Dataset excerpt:

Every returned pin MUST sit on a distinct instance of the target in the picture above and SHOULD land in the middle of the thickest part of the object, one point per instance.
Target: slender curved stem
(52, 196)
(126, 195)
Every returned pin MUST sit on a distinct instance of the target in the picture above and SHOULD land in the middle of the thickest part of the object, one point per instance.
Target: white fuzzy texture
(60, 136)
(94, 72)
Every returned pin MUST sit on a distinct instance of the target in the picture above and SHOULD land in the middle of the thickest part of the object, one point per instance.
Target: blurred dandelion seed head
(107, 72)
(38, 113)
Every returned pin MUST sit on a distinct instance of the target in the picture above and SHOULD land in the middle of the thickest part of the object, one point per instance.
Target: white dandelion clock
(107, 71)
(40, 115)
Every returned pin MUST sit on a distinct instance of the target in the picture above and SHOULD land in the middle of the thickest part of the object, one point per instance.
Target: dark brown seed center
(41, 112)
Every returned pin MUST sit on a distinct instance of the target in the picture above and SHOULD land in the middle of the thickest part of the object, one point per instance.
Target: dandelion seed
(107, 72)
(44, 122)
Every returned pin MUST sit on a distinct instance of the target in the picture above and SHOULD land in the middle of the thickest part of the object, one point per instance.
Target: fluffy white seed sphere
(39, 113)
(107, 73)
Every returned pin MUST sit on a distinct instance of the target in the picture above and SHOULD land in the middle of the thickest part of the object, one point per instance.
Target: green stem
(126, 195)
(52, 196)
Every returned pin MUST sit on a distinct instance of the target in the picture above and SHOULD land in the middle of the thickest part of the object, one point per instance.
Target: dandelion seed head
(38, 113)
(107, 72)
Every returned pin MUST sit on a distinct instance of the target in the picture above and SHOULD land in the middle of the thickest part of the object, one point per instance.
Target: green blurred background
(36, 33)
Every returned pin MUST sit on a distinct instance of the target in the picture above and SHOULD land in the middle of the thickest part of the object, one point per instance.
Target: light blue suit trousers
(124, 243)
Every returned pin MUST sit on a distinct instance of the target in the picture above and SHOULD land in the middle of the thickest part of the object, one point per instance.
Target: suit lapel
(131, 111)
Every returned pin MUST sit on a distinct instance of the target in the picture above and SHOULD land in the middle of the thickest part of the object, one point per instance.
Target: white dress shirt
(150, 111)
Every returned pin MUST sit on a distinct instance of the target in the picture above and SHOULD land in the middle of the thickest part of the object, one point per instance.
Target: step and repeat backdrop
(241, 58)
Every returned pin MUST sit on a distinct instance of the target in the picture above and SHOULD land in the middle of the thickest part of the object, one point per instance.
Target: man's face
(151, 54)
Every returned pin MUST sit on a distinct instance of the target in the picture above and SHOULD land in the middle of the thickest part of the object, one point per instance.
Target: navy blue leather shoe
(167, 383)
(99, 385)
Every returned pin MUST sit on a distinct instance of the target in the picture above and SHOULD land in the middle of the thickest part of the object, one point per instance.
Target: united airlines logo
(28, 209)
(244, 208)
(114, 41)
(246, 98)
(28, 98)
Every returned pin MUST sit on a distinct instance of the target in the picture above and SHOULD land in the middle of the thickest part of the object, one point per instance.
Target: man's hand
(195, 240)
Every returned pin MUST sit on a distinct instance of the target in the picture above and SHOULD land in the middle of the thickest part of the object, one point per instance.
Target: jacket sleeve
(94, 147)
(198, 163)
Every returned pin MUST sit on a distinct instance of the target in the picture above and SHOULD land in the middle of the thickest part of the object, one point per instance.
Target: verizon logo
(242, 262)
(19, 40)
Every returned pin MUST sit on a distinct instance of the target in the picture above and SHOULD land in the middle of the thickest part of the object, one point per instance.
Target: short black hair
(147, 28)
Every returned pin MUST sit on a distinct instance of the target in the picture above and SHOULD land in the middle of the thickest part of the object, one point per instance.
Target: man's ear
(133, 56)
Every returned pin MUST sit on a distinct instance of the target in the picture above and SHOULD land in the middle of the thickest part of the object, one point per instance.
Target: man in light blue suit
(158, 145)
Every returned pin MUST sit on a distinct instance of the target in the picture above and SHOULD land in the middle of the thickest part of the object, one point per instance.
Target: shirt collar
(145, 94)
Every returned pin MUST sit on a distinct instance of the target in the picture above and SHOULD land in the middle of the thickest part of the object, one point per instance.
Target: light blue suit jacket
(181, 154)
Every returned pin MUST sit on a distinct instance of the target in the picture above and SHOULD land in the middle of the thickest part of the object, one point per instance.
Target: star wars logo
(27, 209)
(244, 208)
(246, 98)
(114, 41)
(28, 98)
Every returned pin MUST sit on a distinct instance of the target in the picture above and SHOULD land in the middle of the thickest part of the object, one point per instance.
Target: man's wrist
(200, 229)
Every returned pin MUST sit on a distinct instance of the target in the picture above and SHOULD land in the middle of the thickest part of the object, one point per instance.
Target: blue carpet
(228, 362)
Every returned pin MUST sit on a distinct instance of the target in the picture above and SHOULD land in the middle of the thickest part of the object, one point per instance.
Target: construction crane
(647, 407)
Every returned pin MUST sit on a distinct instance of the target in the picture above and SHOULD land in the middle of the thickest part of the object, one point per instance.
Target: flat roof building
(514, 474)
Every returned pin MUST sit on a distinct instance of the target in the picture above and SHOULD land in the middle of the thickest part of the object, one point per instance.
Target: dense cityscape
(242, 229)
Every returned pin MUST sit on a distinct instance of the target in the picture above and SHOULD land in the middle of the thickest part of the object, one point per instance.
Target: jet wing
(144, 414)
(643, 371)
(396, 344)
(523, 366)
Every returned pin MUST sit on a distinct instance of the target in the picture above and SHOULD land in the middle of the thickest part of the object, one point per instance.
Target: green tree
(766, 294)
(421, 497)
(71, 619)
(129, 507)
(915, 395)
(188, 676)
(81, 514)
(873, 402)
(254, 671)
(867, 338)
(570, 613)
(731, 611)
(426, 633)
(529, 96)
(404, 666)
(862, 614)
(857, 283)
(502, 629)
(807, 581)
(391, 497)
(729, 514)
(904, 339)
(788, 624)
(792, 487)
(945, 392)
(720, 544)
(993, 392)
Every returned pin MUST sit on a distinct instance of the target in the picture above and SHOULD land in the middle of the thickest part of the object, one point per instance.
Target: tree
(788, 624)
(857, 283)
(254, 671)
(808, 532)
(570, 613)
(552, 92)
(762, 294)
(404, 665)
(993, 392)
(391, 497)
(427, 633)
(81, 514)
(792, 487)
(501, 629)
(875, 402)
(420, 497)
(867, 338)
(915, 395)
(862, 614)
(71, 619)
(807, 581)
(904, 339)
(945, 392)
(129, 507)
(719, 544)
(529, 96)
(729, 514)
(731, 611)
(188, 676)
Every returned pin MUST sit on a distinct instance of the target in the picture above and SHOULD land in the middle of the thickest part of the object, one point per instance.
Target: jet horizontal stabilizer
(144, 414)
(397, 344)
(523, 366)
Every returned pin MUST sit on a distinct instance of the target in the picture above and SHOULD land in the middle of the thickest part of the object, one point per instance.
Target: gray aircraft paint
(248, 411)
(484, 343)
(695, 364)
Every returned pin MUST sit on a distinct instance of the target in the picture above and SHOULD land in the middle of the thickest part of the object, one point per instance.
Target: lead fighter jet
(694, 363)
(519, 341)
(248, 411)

### Your goal
Each line of the material above needs to be quoted exactly, please.

### Completed exercise
Every returned pin MUST sit on a distinct instance of the target in the picture above and SHOULD land in the middle of the thickest part of the object, one point per instance.
Target: slender curved stem
(52, 196)
(126, 195)
Every returned pin MUST sit on a distinct instance of the target in the picture above and SHOULD land in the middle of the thickest part of the object, one point per instance.
Target: white fuzzy texture
(60, 136)
(94, 72)
Every returned pin MUST sit on a distinct instance of the target in the picture above and SHOULD land in the middle of the thickest part of the object, one point per instance.
Target: blurred dandelion seed head
(107, 72)
(38, 113)
Every returned pin MUST sit on a distinct instance of the target in the picture above and SHOULD land in the middle of the thickest part of the object, one point per instance.
Target: white dandelion clock
(107, 71)
(40, 115)
Every returned pin MUST sit on a distinct instance of the target in the picture above and SHOULD land in the middle of the thickest part of the object, one point per instance.
Target: dark brown seed center
(41, 112)
Every returned pin MUST sit on a distinct instance of the target in the picture above and SHOULD land in the middle of the thickest part of the object, one point per instance.
Target: dandelion seed
(107, 72)
(44, 122)
Every returned pin MUST sit on a distinct instance of the target in the picture above and SHOULD land in the middle of the thickest part of the object, one point per instance.
Target: fluffy white seed sphere
(39, 113)
(107, 73)
Every returned pin MUST sit on a distinct instance of the target in the picture above and SHOULD land in the middle of the thickest part of the object, one point per instance.
Target: green stem
(126, 195)
(52, 196)
Every returned pin MUST sit on a distinct instance of the target in the picture above and SHOULD land in the middle of the thickest part of the object, one point per instance.
Target: dandelion seed head
(38, 113)
(107, 72)
Every returned pin MUST sit on a distinct instance of the target in the picture above and SHOULD land in the middle of the thickest part of the object, one point per instance.
Target: green blurred background
(36, 33)
Every returned pin MUST sit on a distinct instance of the target in the picture above and SHOULD land in the middle of the thickest part of the object, one point per instance.
Target: light blue suit trousers
(124, 243)
Every returned pin MUST sit on a distinct instance of the target in the picture above and SHOULD land in the middle of the thickest part of the object, one point per instance.
Target: suit lapel
(131, 111)
Every returned pin MUST sit on a distinct instance of the target in the picture above and SHOULD land in the middle of the thickest part of the object, one point per instance.
Target: white dress shirt
(150, 111)
Every returned pin MUST sit on a distinct instance of the target in the picture above and SHOULD land in the middle of the thickest part of the object, one point per instance.
Target: step and repeat backdrop
(241, 58)
Every returned pin MUST sit on a distinct instance of the target in the picture above and SHOULD land in the middle of the thickest part of the object, one point per instance.
Target: man's face
(151, 54)
Every returned pin MUST sit on a distinct instance of the target in the picture above and SHOULD land in the middle of the thickest part of the object, one point per instance.
Target: navy blue leather shoe
(167, 383)
(99, 385)
Every returned pin MUST sit on a distinct instance of the target in the picture above and SHOULD land in the middle of the thickest part of the object, one point per instance.
Target: united airlines logo
(28, 209)
(244, 208)
(114, 41)
(246, 98)
(28, 98)
Every returned pin MUST sit on a distinct instance of the target in the picture above and SHOULD land in the middle of the thickest part of the object, one point per instance.
Target: man's hand
(195, 240)
Every returned pin MUST sit on a distinct instance of the target in the picture above and SHOULD land in the middle of the thickest part of the object, one point per instance.
Target: jacket sleeve
(94, 147)
(198, 163)
Every returned pin MUST sit on a distinct instance of the target in the picture above and SHOULD land in the middle of the thickest part of the object, one point per instance.
Target: verizon logo
(242, 262)
(19, 40)
Every returned pin MUST sit on a distinct instance of the target in the picture above and SHOULD land in the middle of the thickest part of the object, one point per instance.
Target: short black hair
(147, 28)
Every returned pin MUST sit on a distinct instance of the target in the picture above and SHOULD land in the middle of the thickest part of the object, one point per instance.
Target: man's ear
(133, 56)
Every returned pin MUST sit on a distinct instance of the target in the picture above and SHOULD land in the middle of the thickest part of the object, one point per instance.
Target: man in light blue suit
(158, 145)
Every returned pin MUST sit on a distinct instance of the target in the picture above and SHOULD land in the middle of the thickest part of the object, one point per instance.
Target: shirt collar
(145, 94)
Every returned pin MUST sit on a distinct instance of the target in the picture above and SHOULD land in the middle of the thickest part of the object, one point per instance.
Target: light blue suit jacket
(181, 154)
Every returned pin MUST sit on a distinct instance of the target in the picture above and SHOULD land in the middle of the thickest part of the object, one point per instance.
Target: star wars logo
(27, 209)
(244, 208)
(246, 98)
(114, 41)
(28, 98)
Every returned pin MUST sit on a distinct instance of the target in the picture above and SHOULD land in the middle of the thickest part of the object, one point per instance.
Target: man's wrist
(200, 229)
Every returned pin MUST sit on a distinct instance of the target in the picture above and SHOULD land in the middle of the thickest part of the object, one point per instance.
Target: blue carpet
(228, 362)
Every returned pin MUST sit on a distinct instance of the target in the picture above and SHOULD land in the middle of the thickest part of the object, one point per instance.
Target: construction crane
(647, 407)
Every returned pin MUST sit on a distinct instance of the target in the picture above and SHOULD land in the middle of the thickest part of the object, one point per instance.
Target: flat roof building
(514, 474)
Every returned pin MUST sit on a distinct instance of the target in the picture above and SHOULD land in the middle of the thickest part of the object, one point per instance.
Target: dense cityscape
(242, 229)
Every returned pin MUST sit on a distinct instance of the target in the picture above and SHOULD land in the middle of the thickest part of the object, one point per instance.
Target: jet wing
(144, 414)
(643, 371)
(396, 344)
(523, 366)
Every returned pin MUST sit on a distinct instance of the target in the picture above and SHOULD land in the middle of the thickest part of the object, one point per instance.
Target: green tree
(766, 294)
(421, 497)
(71, 619)
(129, 507)
(915, 395)
(188, 676)
(81, 514)
(873, 402)
(254, 671)
(867, 338)
(570, 613)
(731, 611)
(426, 633)
(529, 96)
(404, 666)
(862, 614)
(857, 283)
(502, 629)
(807, 581)
(391, 497)
(729, 514)
(904, 339)
(788, 624)
(792, 487)
(945, 392)
(720, 544)
(993, 392)
Every returned pin MUST sit on a distinct instance of the target in the picture above and SHOULD land in the middle of the thickest part of the object, one point per instance.
Target: tree
(788, 624)
(857, 283)
(254, 671)
(808, 532)
(570, 613)
(552, 92)
(762, 294)
(404, 665)
(993, 392)
(391, 497)
(427, 633)
(81, 514)
(792, 487)
(501, 629)
(875, 402)
(420, 497)
(867, 338)
(915, 395)
(862, 614)
(71, 619)
(807, 581)
(904, 339)
(945, 392)
(129, 507)
(719, 544)
(529, 96)
(729, 514)
(731, 611)
(188, 676)
Every returned pin MUST sit on a distinct instance of the target in the picture above and SHOULD land in the middle of the thickest part of the object, one point per instance.
Target: jet horizontal stabilizer
(144, 414)
(397, 344)
(523, 366)
Every returned pin MUST sit on a distinct instance of the target in the picture above and SHOULD land in the middle of the thickest part of the object, one point per instance.
Target: gray aircraft paint
(248, 411)
(484, 343)
(695, 364)
Every returned pin MUST sit on a distinct instance of the target in the picture above and SHOULD land in the middle of the thickest part of the object, one point per instance.
Target: lead fighter jet
(694, 363)
(519, 341)
(248, 411)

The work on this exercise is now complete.